----- DATA FOR THIS EXERCISE -----

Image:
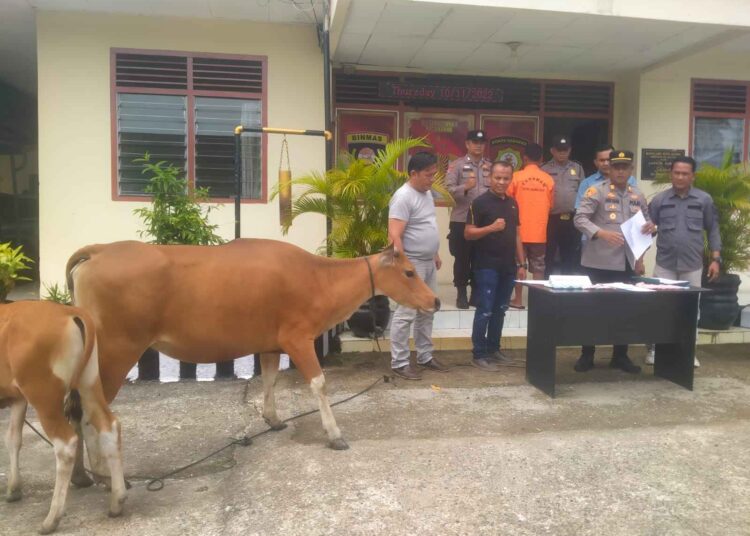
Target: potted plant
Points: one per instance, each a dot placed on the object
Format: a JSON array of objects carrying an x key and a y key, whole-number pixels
[
  {"x": 729, "y": 186},
  {"x": 354, "y": 196},
  {"x": 175, "y": 216},
  {"x": 12, "y": 263}
]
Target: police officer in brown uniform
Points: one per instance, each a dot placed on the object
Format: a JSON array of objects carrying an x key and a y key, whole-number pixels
[
  {"x": 467, "y": 178},
  {"x": 561, "y": 233},
  {"x": 606, "y": 258}
]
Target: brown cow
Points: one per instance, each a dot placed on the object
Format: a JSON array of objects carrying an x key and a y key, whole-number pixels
[
  {"x": 48, "y": 352},
  {"x": 205, "y": 304}
]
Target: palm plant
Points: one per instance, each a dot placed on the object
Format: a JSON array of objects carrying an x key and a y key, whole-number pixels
[
  {"x": 729, "y": 186},
  {"x": 354, "y": 195}
]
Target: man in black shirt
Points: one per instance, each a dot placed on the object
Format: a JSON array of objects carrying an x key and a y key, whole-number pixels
[{"x": 493, "y": 223}]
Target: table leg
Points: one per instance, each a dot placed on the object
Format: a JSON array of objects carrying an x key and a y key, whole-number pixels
[
  {"x": 674, "y": 362},
  {"x": 540, "y": 364}
]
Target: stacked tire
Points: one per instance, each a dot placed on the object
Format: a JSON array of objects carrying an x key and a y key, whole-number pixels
[{"x": 719, "y": 307}]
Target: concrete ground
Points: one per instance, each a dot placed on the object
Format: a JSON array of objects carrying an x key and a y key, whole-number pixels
[{"x": 465, "y": 452}]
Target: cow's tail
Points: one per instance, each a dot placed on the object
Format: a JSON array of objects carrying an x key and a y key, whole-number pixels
[
  {"x": 82, "y": 255},
  {"x": 73, "y": 408}
]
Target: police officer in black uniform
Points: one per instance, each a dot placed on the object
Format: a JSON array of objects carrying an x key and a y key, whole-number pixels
[{"x": 467, "y": 178}]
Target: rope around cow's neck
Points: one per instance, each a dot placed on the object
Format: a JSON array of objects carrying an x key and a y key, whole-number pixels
[{"x": 372, "y": 278}]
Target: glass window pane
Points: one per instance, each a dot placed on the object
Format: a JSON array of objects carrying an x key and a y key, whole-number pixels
[
  {"x": 712, "y": 136},
  {"x": 156, "y": 124},
  {"x": 215, "y": 119}
]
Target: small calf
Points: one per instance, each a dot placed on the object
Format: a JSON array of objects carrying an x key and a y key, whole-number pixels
[{"x": 47, "y": 353}]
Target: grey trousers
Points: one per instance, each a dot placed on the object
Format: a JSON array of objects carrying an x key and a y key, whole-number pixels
[
  {"x": 694, "y": 278},
  {"x": 404, "y": 317}
]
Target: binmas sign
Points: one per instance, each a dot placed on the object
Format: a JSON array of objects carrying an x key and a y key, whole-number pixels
[{"x": 410, "y": 91}]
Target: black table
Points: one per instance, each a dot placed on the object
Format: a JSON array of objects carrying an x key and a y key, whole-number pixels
[{"x": 607, "y": 316}]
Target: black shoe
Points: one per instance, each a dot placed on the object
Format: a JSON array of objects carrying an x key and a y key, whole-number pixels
[
  {"x": 624, "y": 363},
  {"x": 462, "y": 302},
  {"x": 434, "y": 365},
  {"x": 500, "y": 358},
  {"x": 408, "y": 372},
  {"x": 584, "y": 363}
]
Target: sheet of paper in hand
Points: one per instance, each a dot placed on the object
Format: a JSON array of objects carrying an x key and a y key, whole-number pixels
[{"x": 634, "y": 237}]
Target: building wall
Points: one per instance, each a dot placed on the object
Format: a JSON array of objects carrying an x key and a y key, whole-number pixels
[
  {"x": 24, "y": 174},
  {"x": 76, "y": 204},
  {"x": 664, "y": 111}
]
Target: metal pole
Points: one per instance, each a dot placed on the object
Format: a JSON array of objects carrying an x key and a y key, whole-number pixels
[{"x": 237, "y": 178}]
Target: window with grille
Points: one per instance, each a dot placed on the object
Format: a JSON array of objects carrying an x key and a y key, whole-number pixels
[
  {"x": 183, "y": 108},
  {"x": 720, "y": 120}
]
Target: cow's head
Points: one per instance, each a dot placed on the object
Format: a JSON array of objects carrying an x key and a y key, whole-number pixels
[{"x": 396, "y": 277}]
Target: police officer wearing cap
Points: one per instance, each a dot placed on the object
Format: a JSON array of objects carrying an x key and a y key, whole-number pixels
[
  {"x": 606, "y": 258},
  {"x": 561, "y": 233},
  {"x": 467, "y": 178}
]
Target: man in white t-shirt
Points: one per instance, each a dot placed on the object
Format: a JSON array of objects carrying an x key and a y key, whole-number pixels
[{"x": 412, "y": 227}]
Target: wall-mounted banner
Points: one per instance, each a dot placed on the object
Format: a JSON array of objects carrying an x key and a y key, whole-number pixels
[
  {"x": 655, "y": 162},
  {"x": 508, "y": 137},
  {"x": 410, "y": 91},
  {"x": 445, "y": 132},
  {"x": 364, "y": 133}
]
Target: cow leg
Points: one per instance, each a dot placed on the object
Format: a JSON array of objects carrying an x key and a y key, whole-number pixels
[
  {"x": 13, "y": 443},
  {"x": 116, "y": 356},
  {"x": 65, "y": 450},
  {"x": 306, "y": 361},
  {"x": 269, "y": 366},
  {"x": 107, "y": 436},
  {"x": 80, "y": 479},
  {"x": 48, "y": 400}
]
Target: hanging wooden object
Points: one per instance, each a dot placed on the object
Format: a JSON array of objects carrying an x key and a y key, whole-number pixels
[{"x": 285, "y": 186}]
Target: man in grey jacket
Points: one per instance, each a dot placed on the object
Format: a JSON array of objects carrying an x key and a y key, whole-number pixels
[
  {"x": 680, "y": 215},
  {"x": 606, "y": 258}
]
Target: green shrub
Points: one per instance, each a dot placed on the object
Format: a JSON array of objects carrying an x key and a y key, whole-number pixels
[
  {"x": 12, "y": 263},
  {"x": 175, "y": 215}
]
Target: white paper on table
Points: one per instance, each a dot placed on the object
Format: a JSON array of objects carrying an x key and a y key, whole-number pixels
[
  {"x": 623, "y": 286},
  {"x": 569, "y": 281},
  {"x": 636, "y": 240},
  {"x": 674, "y": 282}
]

-----

● **BRIEF**
A verbatim transcription of the records, pictures excluded, is the required output.

● **SOLUTION TO THIS PROBLEM**
Image:
Target: potted plant
Points: one per instance, each a dot placed on the object
Format: a JSON array of objects carrying an x key and a y key, whole-number pixels
[
  {"x": 729, "y": 186},
  {"x": 354, "y": 196},
  {"x": 175, "y": 216},
  {"x": 12, "y": 263}
]
Target: police officer in brown uniform
Points: one per instance, each a dot placed on the object
Format: a JSON array of objects carrying an x key and a y key, whole-number pixels
[
  {"x": 467, "y": 178},
  {"x": 561, "y": 233},
  {"x": 606, "y": 258}
]
Target: brown cow
Points: one per instance, each a dot placed on the object
Format: a JSON array of objects carrying an x key and a y key, whole-number pixels
[
  {"x": 48, "y": 352},
  {"x": 205, "y": 304}
]
Target: palm plant
Points: one per instance, each a dot placed on the object
Format: a JSON array of objects carrying an x key and a y key, whole-number pixels
[
  {"x": 729, "y": 186},
  {"x": 354, "y": 195}
]
Target: man in black shirt
Points: one per instance, each a dot placed on the object
Format: a JSON array of objects carrying an x key and a y key, whole-number pixels
[{"x": 493, "y": 223}]
Target: table leg
Points: one per instance, each a dot placed on the object
Format: a JSON array of objects carrying an x key and a y key, whole-number pixels
[
  {"x": 674, "y": 362},
  {"x": 540, "y": 364}
]
Target: stacked tire
Points: one per instance, each a dot placed on the object
Format: a JSON array of objects carrying an x key and a y key, whole-number pixels
[{"x": 719, "y": 307}]
Target: concrete ground
Points: one per instance, each a dot placed on the object
Format: a JSON array of objects carrying an x key and a y key, whole-number pixels
[{"x": 465, "y": 452}]
Target: cow's tail
Points: one per instance, each a dot placed on the object
Format: a JSON array of objects carrying an x key and a y key, whole-number pixels
[
  {"x": 82, "y": 255},
  {"x": 73, "y": 408}
]
Target: police officer in black uniform
Points: one per instance, each a dot placed on the object
Format: a JSON array of objects carrying an x key and a y key, whole-number pixels
[{"x": 467, "y": 178}]
Target: rope around cow's neck
Points: one per instance, each a dot placed on the object
Format: a JSON array of objects carrying an x key and a y key, whole-number pixels
[{"x": 372, "y": 278}]
Target: glass window pane
Points: one per instance, each a dot placed on the object
Format: a JSON array of objects carrying an x key and a y key, whole-number pixels
[
  {"x": 712, "y": 136},
  {"x": 156, "y": 124},
  {"x": 215, "y": 119}
]
Target: small calf
Points: one per instance, each a dot placed on the object
Format: a JSON array of objects carrying an x key and a y key, whole-number pixels
[{"x": 47, "y": 353}]
Target: grey trousers
Points: one per instance, each a dot placed on the object
Format: a JSON array of objects carrying an x key and a y key, whole-number pixels
[
  {"x": 694, "y": 278},
  {"x": 404, "y": 317}
]
Target: binmas sign
Points: one per instance, each a dot placed on the object
Format: a JSON array of objects carrying an x key and a y key, whole-number pixels
[{"x": 410, "y": 91}]
Target: black table
Points: one per instance, each a dot placed on the object
Format: a JSON array of objects carrying an x key and a y key, whole-number pixels
[{"x": 607, "y": 316}]
Target: black shoe
Points: one per instance, each a dot placed on the object
Format: a JSON array of objects carrying an x key and a y key, whole-number pixels
[
  {"x": 624, "y": 363},
  {"x": 462, "y": 302},
  {"x": 434, "y": 365},
  {"x": 500, "y": 358},
  {"x": 408, "y": 372},
  {"x": 584, "y": 363}
]
Target: sheet of paper in hand
Points: one per instance, each a dot placed on the object
Format: a JSON array of objects carrying an x key and a y key, whole-number pixels
[{"x": 634, "y": 237}]
Target: building wall
Points: one per instance, each a dot placed on the object
Format: a JSON array of objects carrying an x key and a y key, whole-number pixels
[
  {"x": 24, "y": 174},
  {"x": 76, "y": 204},
  {"x": 664, "y": 111}
]
Target: metal pole
Points: one per instance, each a dot placed on the object
Format: a JSON array of objects carrying an x key and a y key, whole-number pixels
[{"x": 237, "y": 178}]
Target: window with grille
Points: one per instance, each a dot placed on the object
Format: a JSON array of objects carrying an x key and a y key, whole-number pixels
[
  {"x": 183, "y": 108},
  {"x": 720, "y": 120}
]
Target: cow's head
Points: one per instance, each a dot placed on the object
Format: a JSON array of objects carrying an x key and a y key, whole-number pixels
[{"x": 396, "y": 277}]
Target: police officer wearing cap
Points: one per instance, each a dot placed on the object
Format: a JSON array of objects carrying an x key and a y key, whole-number pixels
[
  {"x": 606, "y": 258},
  {"x": 561, "y": 233},
  {"x": 467, "y": 178}
]
Target: man in white t-shirt
Points: one per instance, each a dot placed on the object
Format: a JSON array of objects carrying an x key and a y key, whole-number pixels
[{"x": 412, "y": 227}]
Target: wall-mounted banner
Points: one per instance, each a dot placed on the object
Format: a JSON array of objects carrying an x key and a y key, whole-number pixels
[
  {"x": 655, "y": 162},
  {"x": 508, "y": 137},
  {"x": 410, "y": 91},
  {"x": 445, "y": 132},
  {"x": 364, "y": 133}
]
Target: cow leg
Points: one per instance, each a dot placed on the object
Format: a JSON array of objects carrying an x key and a y key, whole-number pixels
[
  {"x": 13, "y": 443},
  {"x": 116, "y": 356},
  {"x": 65, "y": 450},
  {"x": 306, "y": 361},
  {"x": 269, "y": 366},
  {"x": 107, "y": 436},
  {"x": 80, "y": 479},
  {"x": 48, "y": 400}
]
Target: hanging wooden object
Points: one per instance, each a dot placed on the object
Format: a JSON array of objects carrying an x key and a y key, whole-number pixels
[{"x": 285, "y": 186}]
Target: man in grey jacket
Points: one per instance, each a dot placed on the object
Format: a JSON array of objects carrying an x key and a y key, whole-number pixels
[
  {"x": 680, "y": 215},
  {"x": 606, "y": 258}
]
Target: green shrub
Points: one per instance, each a dot placed on the object
Format: a JSON array of objects carrying an x key and a y key, whole-number pixels
[
  {"x": 12, "y": 263},
  {"x": 175, "y": 215}
]
Target: white paper on table
Points: one per instance, each a dot placed on the object
Format: a JSON array of objects carrying an x key and a y key, whole-number pixels
[
  {"x": 623, "y": 286},
  {"x": 569, "y": 281},
  {"x": 636, "y": 240},
  {"x": 674, "y": 282}
]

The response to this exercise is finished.